§ **EXERCISE REQUIREMENTS**
From the entries that follow, report every line in which "water" occurs.

[Free-text object descriptions]

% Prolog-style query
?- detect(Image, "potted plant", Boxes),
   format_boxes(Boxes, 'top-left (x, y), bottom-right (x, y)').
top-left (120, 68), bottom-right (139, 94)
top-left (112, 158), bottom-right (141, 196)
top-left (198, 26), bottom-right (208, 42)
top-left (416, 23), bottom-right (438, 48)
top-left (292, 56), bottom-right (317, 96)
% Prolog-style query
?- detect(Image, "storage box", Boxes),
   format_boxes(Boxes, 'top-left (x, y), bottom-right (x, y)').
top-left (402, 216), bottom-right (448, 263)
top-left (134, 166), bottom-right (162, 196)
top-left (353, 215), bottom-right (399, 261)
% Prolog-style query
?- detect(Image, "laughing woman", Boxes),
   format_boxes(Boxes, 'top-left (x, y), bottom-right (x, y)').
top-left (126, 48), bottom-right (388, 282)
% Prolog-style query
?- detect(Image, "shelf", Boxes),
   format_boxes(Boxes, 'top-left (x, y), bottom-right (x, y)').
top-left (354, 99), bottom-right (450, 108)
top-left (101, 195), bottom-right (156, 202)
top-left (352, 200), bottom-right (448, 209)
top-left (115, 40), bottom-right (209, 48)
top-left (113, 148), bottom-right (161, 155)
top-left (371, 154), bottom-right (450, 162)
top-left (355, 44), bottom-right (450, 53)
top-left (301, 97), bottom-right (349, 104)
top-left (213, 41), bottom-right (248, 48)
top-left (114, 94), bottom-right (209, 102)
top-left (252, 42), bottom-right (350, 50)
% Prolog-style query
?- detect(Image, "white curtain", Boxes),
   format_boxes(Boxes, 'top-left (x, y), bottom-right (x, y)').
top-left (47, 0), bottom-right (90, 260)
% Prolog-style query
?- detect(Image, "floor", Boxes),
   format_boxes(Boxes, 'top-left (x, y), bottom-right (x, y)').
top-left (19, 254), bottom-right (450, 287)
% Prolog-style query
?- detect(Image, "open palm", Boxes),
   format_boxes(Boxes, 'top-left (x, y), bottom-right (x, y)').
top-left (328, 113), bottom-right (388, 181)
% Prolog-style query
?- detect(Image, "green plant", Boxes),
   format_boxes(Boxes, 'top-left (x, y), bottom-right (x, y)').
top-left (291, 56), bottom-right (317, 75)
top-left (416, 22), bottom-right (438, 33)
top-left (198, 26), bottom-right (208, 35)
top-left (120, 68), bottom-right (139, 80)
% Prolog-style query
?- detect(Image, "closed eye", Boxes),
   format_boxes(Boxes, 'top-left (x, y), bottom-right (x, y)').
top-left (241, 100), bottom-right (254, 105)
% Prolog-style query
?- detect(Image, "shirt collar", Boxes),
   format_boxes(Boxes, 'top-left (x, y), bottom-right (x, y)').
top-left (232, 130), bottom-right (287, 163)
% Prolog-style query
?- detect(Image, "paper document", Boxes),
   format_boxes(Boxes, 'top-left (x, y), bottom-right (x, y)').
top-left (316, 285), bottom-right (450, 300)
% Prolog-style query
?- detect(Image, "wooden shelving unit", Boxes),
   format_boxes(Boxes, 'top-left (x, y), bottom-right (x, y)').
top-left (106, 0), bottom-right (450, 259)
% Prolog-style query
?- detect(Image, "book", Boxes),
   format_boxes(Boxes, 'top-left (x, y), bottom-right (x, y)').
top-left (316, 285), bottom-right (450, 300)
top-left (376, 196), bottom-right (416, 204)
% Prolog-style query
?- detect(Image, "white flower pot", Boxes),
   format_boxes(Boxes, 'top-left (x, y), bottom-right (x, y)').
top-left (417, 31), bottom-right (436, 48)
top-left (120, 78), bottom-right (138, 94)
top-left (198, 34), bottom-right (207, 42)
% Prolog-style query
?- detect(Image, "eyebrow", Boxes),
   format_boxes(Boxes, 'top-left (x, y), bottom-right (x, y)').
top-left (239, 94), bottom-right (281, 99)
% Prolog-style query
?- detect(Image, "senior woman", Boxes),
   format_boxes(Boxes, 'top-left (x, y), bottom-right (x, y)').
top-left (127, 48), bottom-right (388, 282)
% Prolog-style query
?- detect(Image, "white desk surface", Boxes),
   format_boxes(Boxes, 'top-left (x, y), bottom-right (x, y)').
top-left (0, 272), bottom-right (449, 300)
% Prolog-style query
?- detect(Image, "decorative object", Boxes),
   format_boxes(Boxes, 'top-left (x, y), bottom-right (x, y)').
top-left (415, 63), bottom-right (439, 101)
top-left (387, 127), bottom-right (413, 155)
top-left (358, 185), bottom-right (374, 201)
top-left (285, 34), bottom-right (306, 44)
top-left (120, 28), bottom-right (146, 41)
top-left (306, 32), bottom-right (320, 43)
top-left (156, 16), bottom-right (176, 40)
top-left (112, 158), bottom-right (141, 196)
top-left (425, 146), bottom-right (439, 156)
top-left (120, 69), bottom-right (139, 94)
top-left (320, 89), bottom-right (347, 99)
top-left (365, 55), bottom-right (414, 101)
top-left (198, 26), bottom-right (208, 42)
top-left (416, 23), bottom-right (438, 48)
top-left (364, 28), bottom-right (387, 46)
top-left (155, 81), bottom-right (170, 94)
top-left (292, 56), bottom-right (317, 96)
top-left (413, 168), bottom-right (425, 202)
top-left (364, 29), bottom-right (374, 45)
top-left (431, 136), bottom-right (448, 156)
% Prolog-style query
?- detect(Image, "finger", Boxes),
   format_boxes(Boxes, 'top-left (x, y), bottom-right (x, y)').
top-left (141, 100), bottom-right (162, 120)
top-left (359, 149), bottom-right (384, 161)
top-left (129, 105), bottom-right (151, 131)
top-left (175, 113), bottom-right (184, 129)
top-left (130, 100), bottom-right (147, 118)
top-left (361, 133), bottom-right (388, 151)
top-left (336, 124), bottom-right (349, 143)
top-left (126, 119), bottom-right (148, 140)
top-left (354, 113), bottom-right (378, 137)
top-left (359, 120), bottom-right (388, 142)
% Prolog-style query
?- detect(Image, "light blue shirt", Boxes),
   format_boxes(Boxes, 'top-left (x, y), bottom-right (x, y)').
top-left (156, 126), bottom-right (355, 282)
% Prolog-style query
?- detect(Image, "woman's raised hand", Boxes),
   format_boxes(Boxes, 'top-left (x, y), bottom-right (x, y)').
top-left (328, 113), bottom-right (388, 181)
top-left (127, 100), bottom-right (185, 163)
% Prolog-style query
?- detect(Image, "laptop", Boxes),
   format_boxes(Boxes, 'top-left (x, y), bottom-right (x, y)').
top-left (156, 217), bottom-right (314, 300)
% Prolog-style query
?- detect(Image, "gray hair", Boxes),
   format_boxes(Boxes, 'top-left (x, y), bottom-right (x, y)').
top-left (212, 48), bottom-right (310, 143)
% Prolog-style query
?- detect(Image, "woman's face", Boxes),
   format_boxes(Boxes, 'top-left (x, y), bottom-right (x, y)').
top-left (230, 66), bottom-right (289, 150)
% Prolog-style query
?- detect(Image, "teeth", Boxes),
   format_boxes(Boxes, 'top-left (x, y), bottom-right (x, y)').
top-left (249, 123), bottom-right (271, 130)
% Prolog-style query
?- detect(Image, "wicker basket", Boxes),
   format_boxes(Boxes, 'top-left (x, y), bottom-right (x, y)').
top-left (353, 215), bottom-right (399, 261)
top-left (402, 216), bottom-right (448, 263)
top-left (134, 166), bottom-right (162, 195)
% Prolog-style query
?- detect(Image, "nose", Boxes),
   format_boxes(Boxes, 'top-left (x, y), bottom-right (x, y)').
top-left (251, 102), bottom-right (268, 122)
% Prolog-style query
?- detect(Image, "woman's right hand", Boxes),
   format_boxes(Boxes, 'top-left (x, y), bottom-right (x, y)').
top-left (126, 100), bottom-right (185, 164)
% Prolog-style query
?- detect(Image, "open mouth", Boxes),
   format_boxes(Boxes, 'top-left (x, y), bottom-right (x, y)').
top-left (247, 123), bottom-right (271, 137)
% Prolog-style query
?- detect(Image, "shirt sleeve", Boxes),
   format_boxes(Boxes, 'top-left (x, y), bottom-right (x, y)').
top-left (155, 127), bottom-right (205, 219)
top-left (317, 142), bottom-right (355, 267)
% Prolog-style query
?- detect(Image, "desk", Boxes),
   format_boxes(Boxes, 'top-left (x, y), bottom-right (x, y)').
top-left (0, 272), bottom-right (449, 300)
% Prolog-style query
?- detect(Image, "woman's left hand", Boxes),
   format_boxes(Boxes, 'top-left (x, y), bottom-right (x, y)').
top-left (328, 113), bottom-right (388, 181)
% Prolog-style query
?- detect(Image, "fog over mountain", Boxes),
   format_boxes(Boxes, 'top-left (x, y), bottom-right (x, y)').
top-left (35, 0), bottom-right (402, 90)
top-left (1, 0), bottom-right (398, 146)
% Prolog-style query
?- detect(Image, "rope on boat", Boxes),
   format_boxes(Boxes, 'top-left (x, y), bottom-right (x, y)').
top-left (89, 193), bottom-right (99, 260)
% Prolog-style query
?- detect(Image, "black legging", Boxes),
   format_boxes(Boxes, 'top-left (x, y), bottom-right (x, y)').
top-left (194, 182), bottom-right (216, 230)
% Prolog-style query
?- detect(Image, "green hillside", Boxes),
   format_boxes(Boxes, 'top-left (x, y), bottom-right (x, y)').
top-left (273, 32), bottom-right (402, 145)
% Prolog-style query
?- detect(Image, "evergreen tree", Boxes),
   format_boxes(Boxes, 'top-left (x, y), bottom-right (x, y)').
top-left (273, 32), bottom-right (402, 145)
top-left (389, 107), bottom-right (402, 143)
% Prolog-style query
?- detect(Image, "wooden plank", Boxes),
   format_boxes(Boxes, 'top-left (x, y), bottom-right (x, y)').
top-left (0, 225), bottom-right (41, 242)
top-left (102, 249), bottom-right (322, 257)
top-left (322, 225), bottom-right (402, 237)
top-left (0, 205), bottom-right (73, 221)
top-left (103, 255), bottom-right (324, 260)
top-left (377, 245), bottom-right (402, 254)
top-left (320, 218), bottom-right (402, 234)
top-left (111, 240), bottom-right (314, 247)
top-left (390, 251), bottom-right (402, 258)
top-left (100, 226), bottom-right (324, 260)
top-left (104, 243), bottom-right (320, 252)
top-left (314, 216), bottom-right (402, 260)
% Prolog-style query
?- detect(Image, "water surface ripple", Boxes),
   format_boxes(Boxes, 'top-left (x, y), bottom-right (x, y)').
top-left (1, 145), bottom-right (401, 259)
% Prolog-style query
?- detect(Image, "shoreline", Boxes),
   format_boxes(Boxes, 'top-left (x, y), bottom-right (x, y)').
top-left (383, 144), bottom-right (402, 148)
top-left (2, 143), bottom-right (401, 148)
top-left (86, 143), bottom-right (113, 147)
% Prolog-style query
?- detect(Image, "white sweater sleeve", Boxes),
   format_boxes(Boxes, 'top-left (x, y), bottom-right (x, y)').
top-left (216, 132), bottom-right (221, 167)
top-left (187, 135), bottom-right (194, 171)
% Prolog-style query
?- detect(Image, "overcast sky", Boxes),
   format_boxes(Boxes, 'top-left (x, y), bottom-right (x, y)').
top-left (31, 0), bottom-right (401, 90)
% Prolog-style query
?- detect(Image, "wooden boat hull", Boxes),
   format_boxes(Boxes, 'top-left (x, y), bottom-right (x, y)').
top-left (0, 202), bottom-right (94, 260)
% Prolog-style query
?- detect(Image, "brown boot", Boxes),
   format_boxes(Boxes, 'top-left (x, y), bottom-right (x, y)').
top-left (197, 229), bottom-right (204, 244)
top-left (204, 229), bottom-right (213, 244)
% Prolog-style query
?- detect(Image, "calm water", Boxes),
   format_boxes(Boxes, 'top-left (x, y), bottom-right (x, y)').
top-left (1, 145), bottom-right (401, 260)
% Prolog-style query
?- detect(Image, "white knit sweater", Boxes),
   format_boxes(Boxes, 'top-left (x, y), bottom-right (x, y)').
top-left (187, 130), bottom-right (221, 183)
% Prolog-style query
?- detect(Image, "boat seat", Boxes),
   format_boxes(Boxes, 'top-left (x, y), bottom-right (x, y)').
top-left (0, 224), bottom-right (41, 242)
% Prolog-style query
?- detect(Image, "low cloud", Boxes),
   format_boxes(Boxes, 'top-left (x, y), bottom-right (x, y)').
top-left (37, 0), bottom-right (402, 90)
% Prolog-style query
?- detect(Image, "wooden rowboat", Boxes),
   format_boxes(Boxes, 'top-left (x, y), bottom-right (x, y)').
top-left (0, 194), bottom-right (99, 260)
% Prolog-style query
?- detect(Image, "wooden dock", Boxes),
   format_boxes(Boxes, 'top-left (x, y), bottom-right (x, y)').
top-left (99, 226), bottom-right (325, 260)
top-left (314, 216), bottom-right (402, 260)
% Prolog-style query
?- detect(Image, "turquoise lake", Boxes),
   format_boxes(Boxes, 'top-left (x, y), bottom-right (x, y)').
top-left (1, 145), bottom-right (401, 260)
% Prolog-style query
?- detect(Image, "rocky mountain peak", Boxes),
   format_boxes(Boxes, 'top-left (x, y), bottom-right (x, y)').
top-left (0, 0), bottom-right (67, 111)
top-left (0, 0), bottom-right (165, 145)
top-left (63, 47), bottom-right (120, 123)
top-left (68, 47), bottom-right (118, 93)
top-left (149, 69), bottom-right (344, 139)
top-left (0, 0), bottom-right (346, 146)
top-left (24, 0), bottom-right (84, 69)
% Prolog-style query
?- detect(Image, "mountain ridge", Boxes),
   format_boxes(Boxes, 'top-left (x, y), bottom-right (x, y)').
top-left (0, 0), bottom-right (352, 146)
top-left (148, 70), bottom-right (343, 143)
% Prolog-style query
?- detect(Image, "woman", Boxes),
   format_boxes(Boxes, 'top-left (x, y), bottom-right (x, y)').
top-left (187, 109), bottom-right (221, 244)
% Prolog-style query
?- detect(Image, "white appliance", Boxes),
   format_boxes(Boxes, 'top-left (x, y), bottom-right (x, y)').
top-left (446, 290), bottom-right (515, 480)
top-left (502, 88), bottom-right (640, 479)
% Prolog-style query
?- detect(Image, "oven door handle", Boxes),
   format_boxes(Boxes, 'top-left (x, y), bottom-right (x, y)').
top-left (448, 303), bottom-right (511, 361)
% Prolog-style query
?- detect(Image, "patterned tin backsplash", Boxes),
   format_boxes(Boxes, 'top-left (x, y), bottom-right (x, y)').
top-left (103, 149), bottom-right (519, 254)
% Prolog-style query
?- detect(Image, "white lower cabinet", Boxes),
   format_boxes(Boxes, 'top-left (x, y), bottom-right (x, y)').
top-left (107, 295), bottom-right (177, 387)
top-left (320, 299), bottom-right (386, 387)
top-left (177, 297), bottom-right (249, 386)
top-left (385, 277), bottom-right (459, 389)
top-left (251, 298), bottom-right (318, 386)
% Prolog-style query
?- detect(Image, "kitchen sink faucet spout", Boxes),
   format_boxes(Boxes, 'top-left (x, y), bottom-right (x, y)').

§ **ANSWER BELOW**
?- detect(Image, "water surface ripple", Boxes),
?- detect(Image, "calm water", Boxes),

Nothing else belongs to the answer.